# WHAT THIS TASK INVOLVES:
The answer should be one number only, namely how many lines of the records hold the word "below".

# PROVIDED DATA:

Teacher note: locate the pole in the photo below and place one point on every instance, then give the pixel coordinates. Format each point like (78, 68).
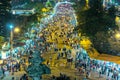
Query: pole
(11, 48)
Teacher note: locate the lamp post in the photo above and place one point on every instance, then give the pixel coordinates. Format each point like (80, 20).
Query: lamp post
(11, 48)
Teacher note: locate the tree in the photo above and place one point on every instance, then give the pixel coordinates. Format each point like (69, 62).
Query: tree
(5, 8)
(36, 69)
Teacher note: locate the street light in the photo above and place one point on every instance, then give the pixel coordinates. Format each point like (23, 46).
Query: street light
(11, 47)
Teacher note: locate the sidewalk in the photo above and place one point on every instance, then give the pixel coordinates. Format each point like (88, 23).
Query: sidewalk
(16, 75)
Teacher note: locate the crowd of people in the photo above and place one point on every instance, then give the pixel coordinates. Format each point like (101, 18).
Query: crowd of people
(65, 24)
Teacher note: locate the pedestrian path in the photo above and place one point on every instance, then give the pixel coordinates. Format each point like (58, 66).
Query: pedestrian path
(16, 76)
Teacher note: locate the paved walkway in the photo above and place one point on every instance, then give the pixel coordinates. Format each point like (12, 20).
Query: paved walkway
(16, 75)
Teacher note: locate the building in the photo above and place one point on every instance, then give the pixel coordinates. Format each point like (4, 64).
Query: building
(4, 16)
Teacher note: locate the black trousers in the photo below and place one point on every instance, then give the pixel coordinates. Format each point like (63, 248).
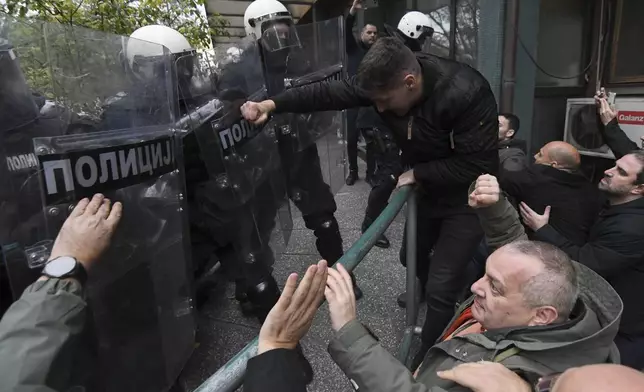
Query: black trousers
(313, 197)
(352, 139)
(454, 239)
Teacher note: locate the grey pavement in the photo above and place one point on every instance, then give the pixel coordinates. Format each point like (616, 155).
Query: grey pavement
(223, 330)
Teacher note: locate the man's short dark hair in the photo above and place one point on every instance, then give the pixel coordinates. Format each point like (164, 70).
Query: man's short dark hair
(513, 122)
(364, 28)
(557, 285)
(639, 154)
(384, 64)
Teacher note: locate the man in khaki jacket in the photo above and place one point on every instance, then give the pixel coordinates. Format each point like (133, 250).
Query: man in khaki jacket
(526, 313)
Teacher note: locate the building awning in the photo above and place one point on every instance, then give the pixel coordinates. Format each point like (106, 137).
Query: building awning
(233, 12)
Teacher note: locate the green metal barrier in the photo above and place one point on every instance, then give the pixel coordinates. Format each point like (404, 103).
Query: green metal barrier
(231, 376)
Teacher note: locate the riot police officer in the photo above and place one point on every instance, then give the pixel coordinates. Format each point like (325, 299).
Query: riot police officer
(271, 24)
(216, 231)
(23, 116)
(413, 29)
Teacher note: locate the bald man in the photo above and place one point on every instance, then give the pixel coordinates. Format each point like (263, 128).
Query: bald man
(554, 180)
(494, 377)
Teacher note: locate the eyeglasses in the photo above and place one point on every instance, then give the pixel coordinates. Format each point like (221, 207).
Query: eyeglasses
(547, 383)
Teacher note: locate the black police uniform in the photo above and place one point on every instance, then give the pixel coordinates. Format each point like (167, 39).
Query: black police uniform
(388, 166)
(20, 190)
(218, 233)
(305, 183)
(449, 142)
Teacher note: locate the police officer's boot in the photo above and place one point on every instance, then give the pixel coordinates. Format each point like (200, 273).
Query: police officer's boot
(382, 241)
(329, 244)
(264, 295)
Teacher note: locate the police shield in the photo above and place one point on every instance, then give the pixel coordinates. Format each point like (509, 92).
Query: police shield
(139, 293)
(320, 57)
(242, 160)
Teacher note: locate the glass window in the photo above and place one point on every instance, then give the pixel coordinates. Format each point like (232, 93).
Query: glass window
(627, 57)
(468, 15)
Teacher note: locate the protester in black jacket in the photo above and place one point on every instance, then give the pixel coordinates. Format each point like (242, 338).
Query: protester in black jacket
(615, 245)
(357, 119)
(443, 116)
(554, 182)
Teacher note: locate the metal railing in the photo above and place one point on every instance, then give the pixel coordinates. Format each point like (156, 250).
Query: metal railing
(231, 376)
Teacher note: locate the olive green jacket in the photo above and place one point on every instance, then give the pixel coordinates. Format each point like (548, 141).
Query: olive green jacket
(531, 352)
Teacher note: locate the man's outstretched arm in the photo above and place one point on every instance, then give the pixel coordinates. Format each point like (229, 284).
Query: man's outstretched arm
(321, 96)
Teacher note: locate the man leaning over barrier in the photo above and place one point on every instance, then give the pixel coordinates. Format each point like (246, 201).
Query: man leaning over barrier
(535, 311)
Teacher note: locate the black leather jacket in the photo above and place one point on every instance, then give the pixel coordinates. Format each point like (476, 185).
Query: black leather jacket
(453, 136)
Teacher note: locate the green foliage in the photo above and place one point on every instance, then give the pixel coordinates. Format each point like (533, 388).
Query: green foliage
(123, 16)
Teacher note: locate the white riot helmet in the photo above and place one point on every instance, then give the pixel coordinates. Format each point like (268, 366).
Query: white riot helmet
(271, 22)
(415, 25)
(144, 58)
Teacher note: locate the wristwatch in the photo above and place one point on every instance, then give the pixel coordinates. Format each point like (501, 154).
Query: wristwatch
(65, 267)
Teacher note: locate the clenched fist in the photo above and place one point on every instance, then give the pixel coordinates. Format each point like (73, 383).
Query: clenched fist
(341, 297)
(486, 192)
(88, 230)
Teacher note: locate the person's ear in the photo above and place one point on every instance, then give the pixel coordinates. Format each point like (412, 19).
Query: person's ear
(638, 190)
(544, 315)
(410, 81)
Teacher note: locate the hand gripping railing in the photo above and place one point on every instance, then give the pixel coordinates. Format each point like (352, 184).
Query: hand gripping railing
(231, 376)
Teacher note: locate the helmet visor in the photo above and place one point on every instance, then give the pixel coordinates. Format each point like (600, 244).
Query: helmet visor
(279, 34)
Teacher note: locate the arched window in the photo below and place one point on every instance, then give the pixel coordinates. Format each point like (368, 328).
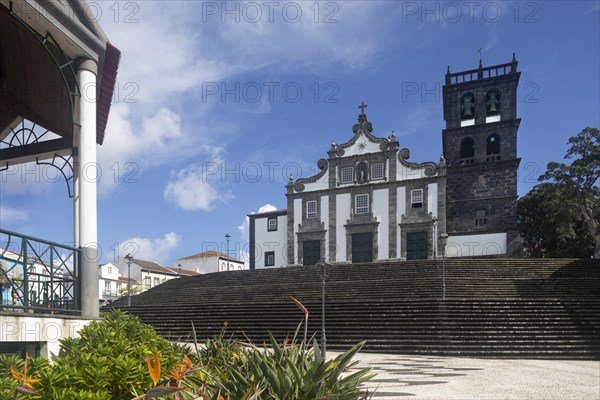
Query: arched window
(492, 148)
(492, 102)
(467, 106)
(467, 150)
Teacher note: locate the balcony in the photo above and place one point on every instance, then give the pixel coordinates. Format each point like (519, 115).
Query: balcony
(38, 276)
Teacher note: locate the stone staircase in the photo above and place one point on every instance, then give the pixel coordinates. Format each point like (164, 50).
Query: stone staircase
(514, 308)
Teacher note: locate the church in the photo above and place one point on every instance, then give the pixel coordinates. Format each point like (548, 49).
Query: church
(369, 203)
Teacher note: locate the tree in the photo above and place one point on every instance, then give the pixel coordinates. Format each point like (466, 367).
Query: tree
(551, 225)
(580, 179)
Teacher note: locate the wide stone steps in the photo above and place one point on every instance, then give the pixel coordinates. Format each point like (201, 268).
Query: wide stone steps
(494, 307)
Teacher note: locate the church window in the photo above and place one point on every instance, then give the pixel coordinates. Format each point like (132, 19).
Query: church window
(311, 209)
(269, 258)
(467, 151)
(468, 106)
(416, 198)
(362, 203)
(376, 171)
(272, 224)
(347, 175)
(492, 148)
(480, 217)
(492, 102)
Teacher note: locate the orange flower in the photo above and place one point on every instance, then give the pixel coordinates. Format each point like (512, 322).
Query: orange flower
(157, 390)
(25, 383)
(301, 307)
(154, 370)
(177, 375)
(187, 363)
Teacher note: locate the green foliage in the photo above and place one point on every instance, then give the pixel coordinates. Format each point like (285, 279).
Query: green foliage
(285, 371)
(551, 224)
(579, 179)
(107, 361)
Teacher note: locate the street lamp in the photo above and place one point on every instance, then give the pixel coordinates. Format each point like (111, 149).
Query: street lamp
(443, 241)
(128, 260)
(227, 237)
(323, 275)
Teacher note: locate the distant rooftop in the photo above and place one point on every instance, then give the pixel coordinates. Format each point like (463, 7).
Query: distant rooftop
(184, 272)
(209, 254)
(152, 267)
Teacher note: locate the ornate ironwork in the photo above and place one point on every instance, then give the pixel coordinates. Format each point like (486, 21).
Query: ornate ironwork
(38, 275)
(25, 134)
(62, 164)
(65, 64)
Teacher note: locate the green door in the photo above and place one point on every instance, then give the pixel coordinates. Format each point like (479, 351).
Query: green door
(311, 252)
(362, 247)
(416, 246)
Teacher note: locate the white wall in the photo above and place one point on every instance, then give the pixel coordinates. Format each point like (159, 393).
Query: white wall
(342, 209)
(400, 210)
(403, 173)
(321, 184)
(297, 221)
(325, 219)
(381, 212)
(275, 241)
(476, 245)
(207, 265)
(47, 331)
(432, 204)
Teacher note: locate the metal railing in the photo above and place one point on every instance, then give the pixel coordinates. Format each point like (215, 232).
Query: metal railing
(481, 73)
(37, 275)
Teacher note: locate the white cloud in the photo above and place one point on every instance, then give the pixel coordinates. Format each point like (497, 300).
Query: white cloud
(157, 250)
(244, 227)
(30, 179)
(128, 148)
(10, 215)
(149, 120)
(196, 190)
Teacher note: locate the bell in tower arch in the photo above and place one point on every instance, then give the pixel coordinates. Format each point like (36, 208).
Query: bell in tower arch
(493, 103)
(467, 106)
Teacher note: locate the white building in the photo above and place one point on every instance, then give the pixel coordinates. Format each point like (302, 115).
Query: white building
(368, 203)
(113, 285)
(209, 261)
(54, 47)
(148, 273)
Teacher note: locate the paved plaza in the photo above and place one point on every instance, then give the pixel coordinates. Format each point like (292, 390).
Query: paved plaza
(449, 378)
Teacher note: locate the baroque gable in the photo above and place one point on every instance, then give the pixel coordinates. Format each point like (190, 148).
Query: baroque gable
(365, 159)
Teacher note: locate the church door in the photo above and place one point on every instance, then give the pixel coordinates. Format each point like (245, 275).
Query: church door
(416, 246)
(362, 247)
(311, 252)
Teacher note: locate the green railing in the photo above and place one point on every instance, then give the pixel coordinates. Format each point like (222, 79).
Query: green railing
(38, 275)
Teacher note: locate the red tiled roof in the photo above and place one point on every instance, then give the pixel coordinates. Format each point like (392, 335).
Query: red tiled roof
(208, 254)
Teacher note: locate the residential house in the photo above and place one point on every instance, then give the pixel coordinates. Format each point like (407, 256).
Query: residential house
(209, 261)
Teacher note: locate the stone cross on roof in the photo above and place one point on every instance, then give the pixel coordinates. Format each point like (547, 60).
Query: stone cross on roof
(362, 107)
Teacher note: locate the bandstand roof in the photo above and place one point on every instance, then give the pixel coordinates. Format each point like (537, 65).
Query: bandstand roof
(40, 44)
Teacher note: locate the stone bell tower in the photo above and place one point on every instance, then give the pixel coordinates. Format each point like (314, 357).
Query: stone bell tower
(480, 148)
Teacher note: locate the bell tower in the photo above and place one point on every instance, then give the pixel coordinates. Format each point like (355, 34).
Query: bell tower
(480, 149)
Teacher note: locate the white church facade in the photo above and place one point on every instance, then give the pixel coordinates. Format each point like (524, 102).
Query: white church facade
(370, 203)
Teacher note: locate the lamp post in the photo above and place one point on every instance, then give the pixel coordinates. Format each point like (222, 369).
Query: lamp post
(227, 237)
(443, 241)
(128, 259)
(324, 275)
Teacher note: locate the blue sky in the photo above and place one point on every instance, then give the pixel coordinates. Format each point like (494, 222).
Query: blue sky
(218, 103)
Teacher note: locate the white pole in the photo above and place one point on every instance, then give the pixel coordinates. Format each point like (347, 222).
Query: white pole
(88, 176)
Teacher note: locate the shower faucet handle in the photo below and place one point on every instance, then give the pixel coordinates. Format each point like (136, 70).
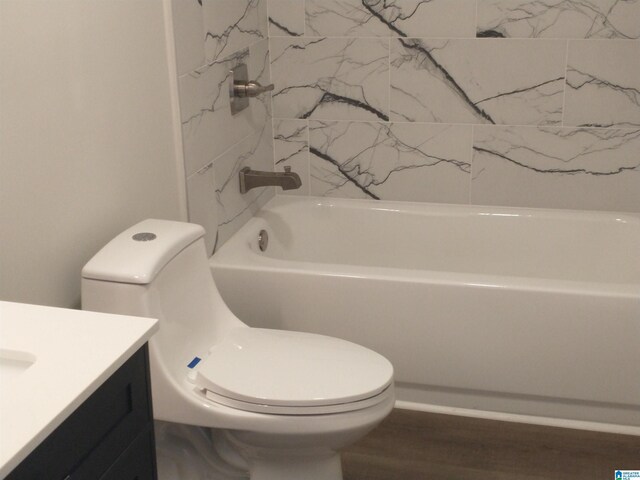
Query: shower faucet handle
(251, 89)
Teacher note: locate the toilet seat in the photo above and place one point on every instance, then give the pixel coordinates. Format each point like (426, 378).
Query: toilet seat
(292, 373)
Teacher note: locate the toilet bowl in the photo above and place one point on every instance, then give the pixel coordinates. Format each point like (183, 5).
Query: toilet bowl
(281, 405)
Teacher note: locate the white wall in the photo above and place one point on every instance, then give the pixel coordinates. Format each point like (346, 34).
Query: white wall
(87, 144)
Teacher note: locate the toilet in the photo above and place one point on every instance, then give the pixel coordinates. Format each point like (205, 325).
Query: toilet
(277, 405)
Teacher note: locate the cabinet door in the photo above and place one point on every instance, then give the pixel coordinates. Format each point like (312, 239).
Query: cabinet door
(98, 432)
(137, 462)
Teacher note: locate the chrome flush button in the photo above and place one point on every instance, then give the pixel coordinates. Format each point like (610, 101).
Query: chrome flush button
(144, 237)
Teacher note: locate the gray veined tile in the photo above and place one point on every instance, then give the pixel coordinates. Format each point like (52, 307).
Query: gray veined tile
(603, 84)
(189, 34)
(330, 78)
(553, 167)
(232, 25)
(235, 208)
(291, 149)
(207, 124)
(408, 161)
(559, 18)
(395, 18)
(286, 18)
(492, 81)
(203, 208)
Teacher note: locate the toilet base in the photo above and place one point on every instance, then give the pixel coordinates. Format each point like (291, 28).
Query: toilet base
(326, 467)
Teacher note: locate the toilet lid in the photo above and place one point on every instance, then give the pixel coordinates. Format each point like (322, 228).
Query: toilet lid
(291, 369)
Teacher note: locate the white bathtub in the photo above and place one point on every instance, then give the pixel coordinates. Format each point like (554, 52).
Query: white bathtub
(516, 314)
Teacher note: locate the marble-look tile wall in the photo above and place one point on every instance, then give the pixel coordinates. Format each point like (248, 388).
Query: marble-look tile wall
(508, 102)
(213, 36)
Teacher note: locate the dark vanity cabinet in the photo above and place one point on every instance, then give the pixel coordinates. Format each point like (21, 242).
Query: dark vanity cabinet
(108, 437)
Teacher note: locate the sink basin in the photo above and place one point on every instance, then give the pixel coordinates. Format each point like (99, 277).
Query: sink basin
(14, 362)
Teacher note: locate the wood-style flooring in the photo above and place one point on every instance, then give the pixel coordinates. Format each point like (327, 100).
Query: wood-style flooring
(412, 445)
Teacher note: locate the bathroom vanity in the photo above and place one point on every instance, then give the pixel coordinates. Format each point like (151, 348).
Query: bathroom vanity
(75, 399)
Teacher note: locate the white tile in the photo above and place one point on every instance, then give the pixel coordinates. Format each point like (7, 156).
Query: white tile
(557, 167)
(405, 18)
(603, 83)
(232, 25)
(406, 161)
(203, 207)
(330, 78)
(286, 18)
(291, 149)
(189, 34)
(559, 18)
(514, 82)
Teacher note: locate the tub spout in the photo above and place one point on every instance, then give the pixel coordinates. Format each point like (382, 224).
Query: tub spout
(249, 179)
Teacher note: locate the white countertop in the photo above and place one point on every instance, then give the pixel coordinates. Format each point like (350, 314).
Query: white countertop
(51, 361)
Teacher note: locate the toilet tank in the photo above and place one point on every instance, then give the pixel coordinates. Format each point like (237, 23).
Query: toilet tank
(159, 269)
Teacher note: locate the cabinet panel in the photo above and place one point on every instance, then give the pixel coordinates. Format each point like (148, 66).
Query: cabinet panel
(98, 432)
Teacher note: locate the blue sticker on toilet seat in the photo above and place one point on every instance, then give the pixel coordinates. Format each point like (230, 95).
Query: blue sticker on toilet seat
(194, 362)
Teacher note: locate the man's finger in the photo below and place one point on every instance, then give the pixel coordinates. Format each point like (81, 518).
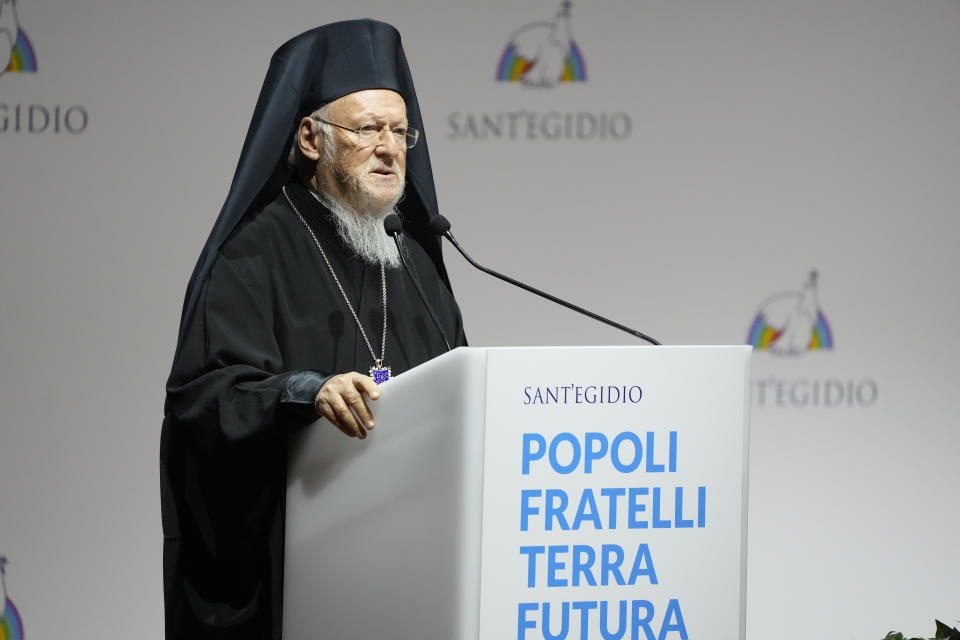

# EXERCISE RESULT:
5